- Document extract
"""
Brunch: The Rug (Beijing, China)

This spot is regularly rated as one of the city’s best, and it was pretty solid. Didn’t have the biggest meal or take advantage of the bottomless mimosas, but I’d go back again. The space is huge, airy and contemporary - and the food is darn good too. It’s located in the Sanlitun area, a popular expat neighborhood, and is surrounded by tons of popular bars and restaurants. With reasonable prices, it’s good for a lengthy brunch or a starting point before hitting the nearby night scene (De Refter across the street is great for cocktails. And on visiting, there were no white tourists, so it hasn’t, at least yet, become a tourist trap or craphole ignored by the locals.

Verdict: Good but not great (6.5 / 10)

Location: Courtyard No 4. Sanlitun, Gongti North Road, Chaoyang

Luxury Hotels: Ritz-Carlton (Beijing, China)
"""
- Entries provided
"""
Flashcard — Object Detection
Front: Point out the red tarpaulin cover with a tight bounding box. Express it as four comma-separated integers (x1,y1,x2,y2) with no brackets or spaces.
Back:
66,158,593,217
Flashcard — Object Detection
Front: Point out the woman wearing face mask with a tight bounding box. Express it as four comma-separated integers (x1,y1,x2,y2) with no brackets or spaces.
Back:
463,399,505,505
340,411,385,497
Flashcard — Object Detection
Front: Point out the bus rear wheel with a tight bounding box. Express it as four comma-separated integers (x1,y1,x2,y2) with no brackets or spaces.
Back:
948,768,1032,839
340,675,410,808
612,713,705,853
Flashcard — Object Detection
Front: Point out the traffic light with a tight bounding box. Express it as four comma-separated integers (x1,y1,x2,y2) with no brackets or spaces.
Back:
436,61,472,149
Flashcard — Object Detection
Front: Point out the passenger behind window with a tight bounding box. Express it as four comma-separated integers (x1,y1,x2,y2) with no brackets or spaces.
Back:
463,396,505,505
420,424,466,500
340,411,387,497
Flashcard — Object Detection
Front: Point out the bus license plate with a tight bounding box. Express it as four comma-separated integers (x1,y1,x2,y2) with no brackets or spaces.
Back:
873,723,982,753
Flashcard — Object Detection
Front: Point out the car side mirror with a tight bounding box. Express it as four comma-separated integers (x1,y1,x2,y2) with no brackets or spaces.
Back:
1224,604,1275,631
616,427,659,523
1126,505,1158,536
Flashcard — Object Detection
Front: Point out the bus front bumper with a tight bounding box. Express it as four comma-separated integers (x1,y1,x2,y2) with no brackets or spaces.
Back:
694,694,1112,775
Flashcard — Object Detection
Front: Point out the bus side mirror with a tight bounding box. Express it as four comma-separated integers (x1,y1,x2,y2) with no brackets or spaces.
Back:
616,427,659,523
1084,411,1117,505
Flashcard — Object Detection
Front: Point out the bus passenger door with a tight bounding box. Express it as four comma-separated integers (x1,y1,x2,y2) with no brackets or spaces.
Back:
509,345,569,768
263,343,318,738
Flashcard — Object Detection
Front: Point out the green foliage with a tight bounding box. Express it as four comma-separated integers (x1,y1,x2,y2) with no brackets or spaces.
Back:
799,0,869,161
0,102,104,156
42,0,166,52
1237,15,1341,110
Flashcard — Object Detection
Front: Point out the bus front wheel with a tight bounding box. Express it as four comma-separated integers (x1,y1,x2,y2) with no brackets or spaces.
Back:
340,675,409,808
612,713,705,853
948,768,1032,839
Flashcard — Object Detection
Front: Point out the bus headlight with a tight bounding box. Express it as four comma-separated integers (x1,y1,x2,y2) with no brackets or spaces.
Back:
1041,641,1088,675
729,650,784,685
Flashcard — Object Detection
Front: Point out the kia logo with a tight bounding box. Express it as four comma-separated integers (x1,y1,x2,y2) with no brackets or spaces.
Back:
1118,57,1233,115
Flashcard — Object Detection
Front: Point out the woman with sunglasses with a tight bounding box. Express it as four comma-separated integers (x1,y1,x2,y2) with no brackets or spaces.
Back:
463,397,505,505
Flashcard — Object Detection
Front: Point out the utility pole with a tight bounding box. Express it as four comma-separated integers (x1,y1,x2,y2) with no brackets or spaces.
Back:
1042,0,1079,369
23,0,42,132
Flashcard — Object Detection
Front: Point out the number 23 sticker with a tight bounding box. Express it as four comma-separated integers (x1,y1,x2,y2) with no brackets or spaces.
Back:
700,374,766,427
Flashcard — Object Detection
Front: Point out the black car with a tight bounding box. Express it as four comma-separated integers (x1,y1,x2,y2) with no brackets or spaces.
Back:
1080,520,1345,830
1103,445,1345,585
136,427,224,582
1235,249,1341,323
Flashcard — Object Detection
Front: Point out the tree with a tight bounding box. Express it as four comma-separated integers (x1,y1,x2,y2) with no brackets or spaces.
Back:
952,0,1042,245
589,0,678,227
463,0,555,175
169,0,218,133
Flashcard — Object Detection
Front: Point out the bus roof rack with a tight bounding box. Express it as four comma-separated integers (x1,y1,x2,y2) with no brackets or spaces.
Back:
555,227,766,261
"""
- Objectives
(1) Rewrite part of the brunch review with "mimosas" changed to "Bloody Marys". Begin at the words "Brunch: The Rug" and stop after "by the locals.".
(2) Carry the Beijing restaurant and hotel reviews forward from their final line.

- Answers
(1)
Brunch: The Rug (Beijing, China)

This spot is regularly rated as one of the city’s best, and it was pretty solid. Didn’t have the biggest meal or take advantage of the bottomless Bloody Marys, but I’d go back again. The space is huge, airy and contemporary - and the food is darn good too. It’s located in the Sanlitun area, a popular expat neighborhood, and is surrounded by tons of popular bars and restaurants. With reasonable prices, it’s good for a lengthy brunch or a starting point before hitting the nearby night scene (De Refter across the street is great for cocktails. And on visiting, there were no white tourists, so it hasn’t, at least yet, become a tourist trap or craphole ignored by the locals.

(2)
Ritz-Carlton is a leading name in luxury travel and you have to be a dumb dumb to not enjoy a stay at one of their properties. While this one wasn’t the best, it still was a pleasant stay made all the better by a Marriott Pointsaver deal - a rarity for Ritz - that only set me back 80,000 points for five nights.

In this high-end brand in the Marriott portfolio, hotels are either super classy or super modern/sleek. This falls into the former. Everything is nice and ornate, if a bit dated. The facilities are top notch, especially the breakfast, which has a huge selection of Chinese and global cuisine that really makes your day start off right.

The real downside to this trip was a conference that had taken over the hotel and forced military-style security precautions. While going through a metal detector on every entry to the hotel can get annoying, the tiny lobby felt a bit oppressive with all the security guards and hotel staff. And with the constant redirection (“go this way, sir”) and holding of elevators for others, it really didn’t feel like this Platinum member mattered much.

More disturbingly, we arrived to our room 15 minutes before our 4pm late checkout to find three staffers inside moving items around and getting ready to pull our stuff out. It’s not cool to plan on ejecting guests like this and jumping the gun on the agreed upon 4pm checkout time. Fortunately, we were mostly packed and we walked in before they could rifle through things.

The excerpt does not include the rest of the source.